== DIRECTIONS FOR THIS TASK ==
Reproduce the whole listing below without its pictures, exactly as written.

====================

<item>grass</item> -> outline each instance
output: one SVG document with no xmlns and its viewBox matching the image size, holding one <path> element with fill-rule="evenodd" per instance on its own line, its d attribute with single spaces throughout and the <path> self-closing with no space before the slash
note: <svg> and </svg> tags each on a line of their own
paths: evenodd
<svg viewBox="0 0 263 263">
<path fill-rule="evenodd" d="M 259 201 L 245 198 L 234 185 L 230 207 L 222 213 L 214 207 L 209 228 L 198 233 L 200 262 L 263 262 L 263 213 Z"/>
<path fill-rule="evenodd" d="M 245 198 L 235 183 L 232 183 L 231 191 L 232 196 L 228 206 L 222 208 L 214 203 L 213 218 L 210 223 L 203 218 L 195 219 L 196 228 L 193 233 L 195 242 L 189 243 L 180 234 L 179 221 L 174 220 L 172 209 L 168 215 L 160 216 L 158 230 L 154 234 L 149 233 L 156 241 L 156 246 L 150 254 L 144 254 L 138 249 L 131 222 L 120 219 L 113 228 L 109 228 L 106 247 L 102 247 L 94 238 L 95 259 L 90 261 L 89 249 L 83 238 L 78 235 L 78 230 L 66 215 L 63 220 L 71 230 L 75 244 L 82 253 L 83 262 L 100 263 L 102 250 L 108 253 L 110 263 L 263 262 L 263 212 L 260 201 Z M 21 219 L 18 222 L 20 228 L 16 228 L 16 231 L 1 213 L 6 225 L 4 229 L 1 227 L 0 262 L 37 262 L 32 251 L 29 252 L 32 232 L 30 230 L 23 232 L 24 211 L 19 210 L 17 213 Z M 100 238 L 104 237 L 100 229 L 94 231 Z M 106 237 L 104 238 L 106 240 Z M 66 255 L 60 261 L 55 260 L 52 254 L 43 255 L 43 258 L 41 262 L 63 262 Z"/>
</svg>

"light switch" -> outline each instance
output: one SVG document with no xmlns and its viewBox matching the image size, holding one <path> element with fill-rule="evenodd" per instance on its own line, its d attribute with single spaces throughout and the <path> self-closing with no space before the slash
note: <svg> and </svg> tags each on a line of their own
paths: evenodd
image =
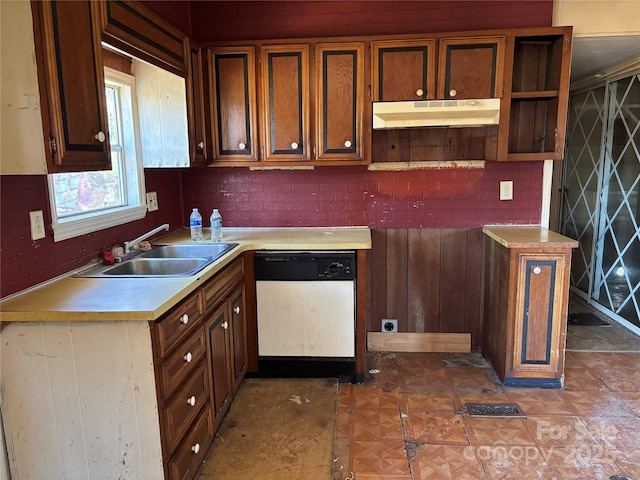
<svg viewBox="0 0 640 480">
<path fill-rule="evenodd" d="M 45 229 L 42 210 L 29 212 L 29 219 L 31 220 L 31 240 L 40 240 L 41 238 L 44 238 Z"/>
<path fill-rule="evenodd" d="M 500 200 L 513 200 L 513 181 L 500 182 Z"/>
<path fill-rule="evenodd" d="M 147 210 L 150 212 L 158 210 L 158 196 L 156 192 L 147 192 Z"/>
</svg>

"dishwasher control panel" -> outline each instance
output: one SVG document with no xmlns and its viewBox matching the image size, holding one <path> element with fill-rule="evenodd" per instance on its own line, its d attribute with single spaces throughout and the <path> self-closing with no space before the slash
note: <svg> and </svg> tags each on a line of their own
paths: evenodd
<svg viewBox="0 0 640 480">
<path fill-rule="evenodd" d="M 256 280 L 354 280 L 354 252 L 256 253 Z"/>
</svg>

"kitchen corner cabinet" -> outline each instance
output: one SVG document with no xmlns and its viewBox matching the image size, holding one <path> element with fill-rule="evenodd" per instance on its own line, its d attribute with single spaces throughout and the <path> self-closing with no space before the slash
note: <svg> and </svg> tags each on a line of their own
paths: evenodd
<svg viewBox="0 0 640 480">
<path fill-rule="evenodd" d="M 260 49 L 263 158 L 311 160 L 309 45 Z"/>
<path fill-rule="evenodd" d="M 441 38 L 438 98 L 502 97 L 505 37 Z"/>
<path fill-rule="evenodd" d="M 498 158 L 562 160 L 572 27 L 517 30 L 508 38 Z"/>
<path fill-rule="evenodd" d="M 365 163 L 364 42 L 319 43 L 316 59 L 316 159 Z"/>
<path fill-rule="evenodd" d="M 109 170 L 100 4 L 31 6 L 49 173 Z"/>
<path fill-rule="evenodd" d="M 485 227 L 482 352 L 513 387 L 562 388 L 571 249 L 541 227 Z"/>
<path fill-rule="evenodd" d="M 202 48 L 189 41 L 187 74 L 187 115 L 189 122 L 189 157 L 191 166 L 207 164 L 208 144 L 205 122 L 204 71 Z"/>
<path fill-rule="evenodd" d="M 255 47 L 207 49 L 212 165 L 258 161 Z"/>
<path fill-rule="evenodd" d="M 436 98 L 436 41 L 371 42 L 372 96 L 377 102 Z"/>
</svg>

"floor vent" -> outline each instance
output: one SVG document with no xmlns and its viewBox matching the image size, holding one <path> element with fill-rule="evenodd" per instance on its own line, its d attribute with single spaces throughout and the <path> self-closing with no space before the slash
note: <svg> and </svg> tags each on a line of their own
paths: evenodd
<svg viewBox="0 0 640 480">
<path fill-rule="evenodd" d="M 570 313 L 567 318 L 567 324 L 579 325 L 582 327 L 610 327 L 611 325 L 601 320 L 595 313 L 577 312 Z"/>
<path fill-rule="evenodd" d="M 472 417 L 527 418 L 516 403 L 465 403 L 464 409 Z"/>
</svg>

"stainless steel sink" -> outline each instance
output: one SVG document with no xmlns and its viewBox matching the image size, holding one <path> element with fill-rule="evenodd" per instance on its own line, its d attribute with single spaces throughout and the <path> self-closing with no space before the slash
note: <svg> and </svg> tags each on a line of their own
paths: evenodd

====================

== RESULT ==
<item>grass</item> -> outline each instance
output: one SVG document with no xmlns and its viewBox matching the image size, holding one <path> element with fill-rule="evenodd" per instance on its own line, its d attribute with single spaces throughout and the <path> self-closing with no space before the slash
note: <svg> and </svg> tags each on a line of their own
paths: evenodd
<svg viewBox="0 0 263 263">
<path fill-rule="evenodd" d="M 259 201 L 245 198 L 234 185 L 230 207 L 222 213 L 214 207 L 209 228 L 198 233 L 200 262 L 263 262 L 263 213 Z"/>
<path fill-rule="evenodd" d="M 245 198 L 235 183 L 232 183 L 231 191 L 232 196 L 228 206 L 222 208 L 214 203 L 213 218 L 210 223 L 203 218 L 195 219 L 196 228 L 193 233 L 195 242 L 189 243 L 180 234 L 179 221 L 174 220 L 172 209 L 168 215 L 160 216 L 158 230 L 154 234 L 149 233 L 156 241 L 156 246 L 150 254 L 144 254 L 138 249 L 131 222 L 120 219 L 113 228 L 109 228 L 106 247 L 102 247 L 94 238 L 95 259 L 90 261 L 89 249 L 83 238 L 78 235 L 78 230 L 66 215 L 63 220 L 71 230 L 75 244 L 82 253 L 83 262 L 100 263 L 102 250 L 108 253 L 110 263 L 263 262 L 263 212 L 260 201 Z M 21 219 L 18 222 L 20 228 L 16 228 L 16 231 L 1 213 L 6 225 L 4 229 L 1 227 L 0 262 L 37 262 L 32 251 L 29 252 L 32 232 L 30 230 L 23 232 L 24 211 L 19 210 L 17 213 Z M 100 238 L 104 237 L 100 229 L 94 231 Z M 106 237 L 104 238 L 106 240 Z M 66 255 L 60 261 L 55 260 L 52 254 L 43 255 L 43 258 L 41 262 L 63 262 Z"/>
</svg>

"light switch" -> outline each instance
output: one SVG document with no xmlns and its viewBox matching the image size, holding one <path> element with fill-rule="evenodd" per instance on its own line, its d attribute with single spaces throughout and the <path> self-closing with no space before the slash
note: <svg> and </svg> tags each on a line of their own
paths: evenodd
image =
<svg viewBox="0 0 640 480">
<path fill-rule="evenodd" d="M 45 229 L 42 210 L 29 212 L 29 219 L 31 220 L 31 240 L 40 240 L 41 238 L 44 238 Z"/>
<path fill-rule="evenodd" d="M 500 200 L 513 200 L 513 181 L 500 182 Z"/>
<path fill-rule="evenodd" d="M 147 210 L 150 212 L 158 210 L 158 196 L 156 192 L 147 192 Z"/>
</svg>

"dishwasher control panel" -> outline each instance
output: one SVG document with no xmlns and its viewBox matching the image size, holding one <path> element with fill-rule="evenodd" per instance on its own line, its d attribute with single spaces throughout and the <path> self-closing with no space before the slash
note: <svg> and </svg> tags each on a line of their own
paths: evenodd
<svg viewBox="0 0 640 480">
<path fill-rule="evenodd" d="M 256 280 L 354 280 L 354 252 L 256 253 Z"/>
</svg>

"kitchen corner cabinet" -> outline each instance
output: one SVG document with no xmlns and its viewBox matching the image size, holding one <path> element with fill-rule="evenodd" per instance on its own line, its d attribute with single spaces throughout and the <path> self-closing with no space before the slash
note: <svg> and </svg> tags each on a line of their own
paths: evenodd
<svg viewBox="0 0 640 480">
<path fill-rule="evenodd" d="M 260 49 L 263 158 L 311 160 L 309 45 Z"/>
<path fill-rule="evenodd" d="M 441 38 L 438 98 L 502 97 L 505 37 Z"/>
<path fill-rule="evenodd" d="M 498 158 L 562 160 L 572 27 L 517 30 L 508 38 Z"/>
<path fill-rule="evenodd" d="M 365 163 L 364 42 L 319 43 L 316 59 L 316 159 Z"/>
<path fill-rule="evenodd" d="M 109 170 L 100 4 L 31 6 L 49 173 Z"/>
<path fill-rule="evenodd" d="M 485 227 L 482 352 L 513 387 L 562 388 L 571 249 L 541 227 Z"/>
<path fill-rule="evenodd" d="M 202 48 L 189 41 L 187 74 L 187 115 L 189 122 L 189 157 L 191 166 L 207 164 L 208 144 L 205 122 L 204 71 Z"/>
<path fill-rule="evenodd" d="M 255 47 L 207 49 L 212 165 L 258 161 Z"/>
<path fill-rule="evenodd" d="M 436 98 L 436 41 L 371 42 L 372 96 L 377 102 Z"/>
</svg>

"floor vent" -> outline each instance
output: one SVG document with no xmlns and its viewBox matching the image size, holding one <path> element with fill-rule="evenodd" per instance on its own line, its d attribute with single spaces throughout and the <path> self-closing with no space before the slash
note: <svg> and </svg> tags each on a line of their own
paths: evenodd
<svg viewBox="0 0 640 480">
<path fill-rule="evenodd" d="M 570 313 L 567 318 L 567 324 L 579 325 L 582 327 L 610 327 L 611 325 L 601 320 L 595 313 L 577 312 Z"/>
<path fill-rule="evenodd" d="M 472 417 L 527 418 L 516 403 L 465 403 L 464 409 Z"/>
</svg>

"stainless steel sink" -> outline each instance
output: one SVG document with no xmlns and its viewBox matching the image size, holding one <path> element with fill-rule="evenodd" per instance on its own line, its d attribute with single spaces throughout and the <path> self-closing with no space before the slash
note: <svg> and </svg> tags each on a line of their own
paths: evenodd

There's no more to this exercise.